TEXTE FOURNI =

>>>

En 2006, la rentrée TV de France 2 n’aura pas été couronnée de beaucoup de succès. Certes, c’est l’année où ils auront vu le lancement de Tout le monde veut prendre sa place, qui (pour mon plus grand malheur…) s’installera durablement sur la chaîne ; mais à côté de ça, ils auront également connu un certain nombre de déprogrammations prématurées.
Parmi celles-ci, un jeu d’access prime-time nommé Qui est le bluffeur ?, qui est l’adaptation d’un concept outre-Atlantique s’appelant Dirty Rotten Cheater. Heureusement que France 2 n’en a pas fait une traduction littérale pour le titre, parce qu’entendre Jean-Michel Zecca nous souhaiter la « bienvenue sur le plateau du Sale Tricheur Pourri », ça n’aurait pas été très vendeur.
Mais même avec un titre français plus recherché, cette émission n’aura tenu que deux mois, et aura été déprogrammée faute d’audiences suffisantes. Mais était-ce mérité ? … pour ma part, globalement, non, même si on aurait pu faire un peu mieux.
Les règles
Avant de commencer, les six candidats ouvrent leurs pupitres un à un, et découvrent leur rôle via un écran dissimulé dans ceux-ci. L’un d’entre eux va découvrir sur cet écran qu’il est le bluffeur ; autrement dit, il pourra avoir accès aux différentes réponses possibles pour les questions qui vont être posées.
Pour chaque manche, une question est posée, avec une liste de 8 réponses possibles, citées par un panel de 100 personnes. Le but des candidats sera de citer, chacun leur tour, une réponse, en espérant qu’elle soit présente dans la liste.
Mais les réponses ne valent pas toutes la même somme : en effet, la réponse la plus citée ne rapporte que 500 €, la deuxième la plus citée en rapporte 600, la troisième 700 ; bref, moins la réponse est citée, plus elle rapporte d’argent. La septième réponse rapporte d’ailleurs 2 000 €, et la huitième 3 000 € ! Les candidats auront donc intérêt à trouver les réponses les moins citées pour gagner le plus d’argent possible.
Les réponses les moins citées sont d’ailleurs assez souvent plutôt saugrenues. Pas étonnant qu’elles rapportent aussi cher, mais peuvent soulever des doutes auprès de la sincérité des candidats…
Et parmi eux, le bluffeur a l’intégralité des réponses possibles à sa disposition. Il peut donc aisément citer la réponse à 3 000 euros… en revanche, il ne faut pas non plus lever les soupçons. Car à l’issue de chaque manche, les candidats doivent éliminer celui qu’ils pensent être le bluffeur. Et le fait de citer des réponses auxquelles personne n’aurait pensé pourra paraître suspect, donc il devra utiliser de son atout avec parcimonie, afin de ne pas se faire démasquer…
Les candidats délibèrent, avant de passer à un vote façon Maillon faible. A l’issue de celui-ci, le candidat qui obtient le plus de voix est éliminé ; puis il révèle s’il est le bluffeur ou non. Si c’était effectivement le bluffeur, la manche suivante démarrera alors par une nouvelle session d’ouvertures d’écrans, afin de désigner un nouveau bluffeur. Mais si les candidats ont éliminé un innocent, leur cagnotte est alors divisée par deux !

<<<

CONSIGNES DE L'EXERCICE =
(a) Pouvez-vous recopier intégralement les lignes de données, en commençant par celle qui contient « Mark the blurred branch with a point. » et en allant jusqu'à la dernière incluse, après avoir décalé de -85 chaque coordonnée des réponses ?
(b) Pourriez-vous poursuivre le texte sur le jeu télévisé de France 2 à partir de l'endroit où il s'arrête ?
Les lignes de données n'ont aucun lien avec le texte.

DONNÉES FOURNIES =
>>>

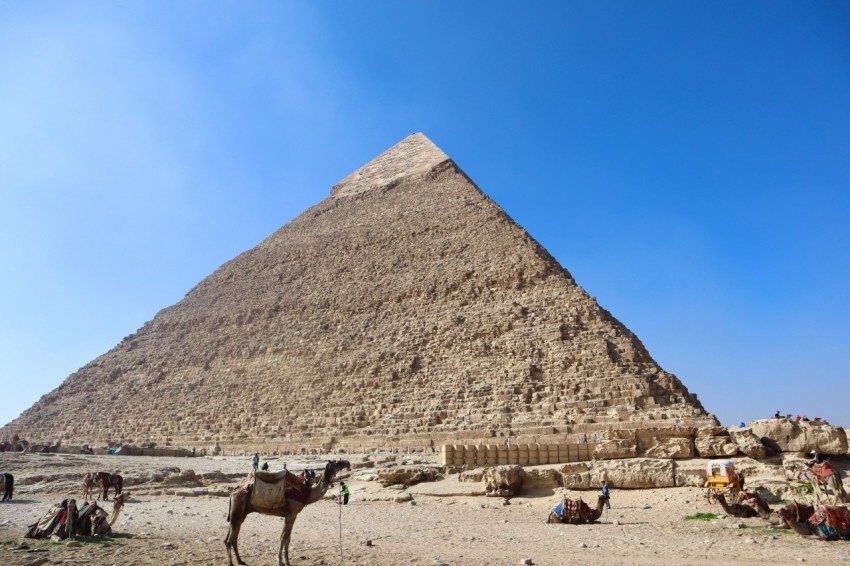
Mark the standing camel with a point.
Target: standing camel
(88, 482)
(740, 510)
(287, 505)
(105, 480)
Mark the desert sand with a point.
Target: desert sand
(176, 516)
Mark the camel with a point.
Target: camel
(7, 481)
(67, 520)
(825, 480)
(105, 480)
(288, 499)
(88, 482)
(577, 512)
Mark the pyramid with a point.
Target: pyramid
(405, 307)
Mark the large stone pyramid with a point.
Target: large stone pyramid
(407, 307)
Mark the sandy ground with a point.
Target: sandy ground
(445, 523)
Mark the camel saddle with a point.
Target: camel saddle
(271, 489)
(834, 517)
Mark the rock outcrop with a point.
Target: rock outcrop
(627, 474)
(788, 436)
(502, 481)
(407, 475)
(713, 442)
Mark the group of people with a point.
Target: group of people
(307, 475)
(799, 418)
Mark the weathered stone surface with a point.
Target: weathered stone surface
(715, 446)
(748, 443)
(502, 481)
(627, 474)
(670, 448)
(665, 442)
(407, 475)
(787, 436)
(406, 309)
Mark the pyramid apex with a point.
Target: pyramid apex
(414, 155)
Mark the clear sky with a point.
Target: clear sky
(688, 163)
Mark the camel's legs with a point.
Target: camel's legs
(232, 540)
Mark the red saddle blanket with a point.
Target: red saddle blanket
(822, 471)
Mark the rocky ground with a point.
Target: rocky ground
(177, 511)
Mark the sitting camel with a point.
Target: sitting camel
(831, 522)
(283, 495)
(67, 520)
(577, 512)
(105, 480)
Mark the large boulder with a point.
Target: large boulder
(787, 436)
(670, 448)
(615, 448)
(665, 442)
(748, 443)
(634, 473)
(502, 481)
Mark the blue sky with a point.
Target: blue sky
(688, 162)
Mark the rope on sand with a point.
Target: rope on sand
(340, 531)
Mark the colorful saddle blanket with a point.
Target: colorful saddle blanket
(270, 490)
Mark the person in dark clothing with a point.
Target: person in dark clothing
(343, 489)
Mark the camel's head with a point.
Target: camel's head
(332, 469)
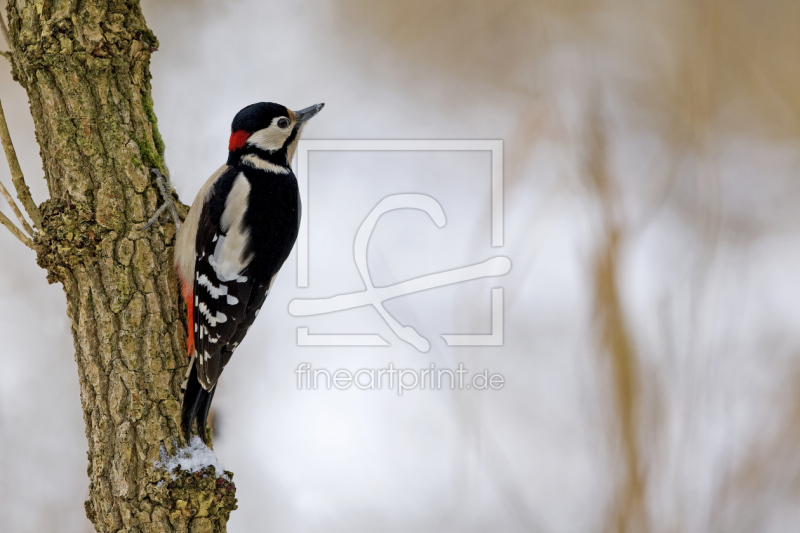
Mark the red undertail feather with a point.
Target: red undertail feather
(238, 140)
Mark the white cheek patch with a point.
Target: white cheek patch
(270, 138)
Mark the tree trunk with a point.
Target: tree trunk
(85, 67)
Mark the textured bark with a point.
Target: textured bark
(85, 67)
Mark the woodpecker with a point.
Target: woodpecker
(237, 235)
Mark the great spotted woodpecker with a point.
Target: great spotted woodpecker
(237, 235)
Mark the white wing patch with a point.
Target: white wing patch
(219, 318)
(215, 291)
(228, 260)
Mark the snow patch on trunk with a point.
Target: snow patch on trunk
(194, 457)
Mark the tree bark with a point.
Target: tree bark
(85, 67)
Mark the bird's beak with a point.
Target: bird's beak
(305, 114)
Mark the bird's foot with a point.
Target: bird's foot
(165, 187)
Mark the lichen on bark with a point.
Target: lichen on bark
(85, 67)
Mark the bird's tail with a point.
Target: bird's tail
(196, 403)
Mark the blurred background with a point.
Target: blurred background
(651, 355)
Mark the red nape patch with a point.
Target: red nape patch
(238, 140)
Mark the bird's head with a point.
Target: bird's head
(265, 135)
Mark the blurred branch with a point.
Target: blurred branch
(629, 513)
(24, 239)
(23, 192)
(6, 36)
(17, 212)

<<<

CONSIGNES RÉSOLUES =
(a)
Mark the blurred branch with a point.
Target: blurred branch
(544, 428)
(-61, 154)
(-62, 107)
(-79, -49)
(-68, 127)

(b)
En outre, s’il y a une égalité parmi les votes, c’est alors le maillon fort le bluffeur qui va décider de celui qui va être éliminé, via une mise en scène qui lui permettra de préserver son identité.
Trois manches sont basées sur ce principe.
C’est mal parti pour Christophe et Virginie.
La quatrième manche joue sur le même principe, mais cette fois-ci, deux questions sont posées au lieu d’une seule.
En outre, à l’issue de celle-ci, ce ne sont pas les candidats qui votent entre eux, mais le public qui vote pour celui qu’il pense être le bluffeur. A la façon d’un Qui veut gagner des millions ?, les membres du public se saisissent d’une télécommande, votent, puis les résultats sont dévoilés. Si l’un des candidats dépasse les 50% de voix contre lui, il est alors éliminé d’office ; en revanche, si aucun candidat ne dépasse ce seuil, c’est le bluffeur qui reprend (anonymement, bien sûr) la main, pour éliminer le candidat de son choix.
Cette fois-ci, il n’y a pas de division des cagnottes des candidats par deux si le bluffeur n’est pas démasqué.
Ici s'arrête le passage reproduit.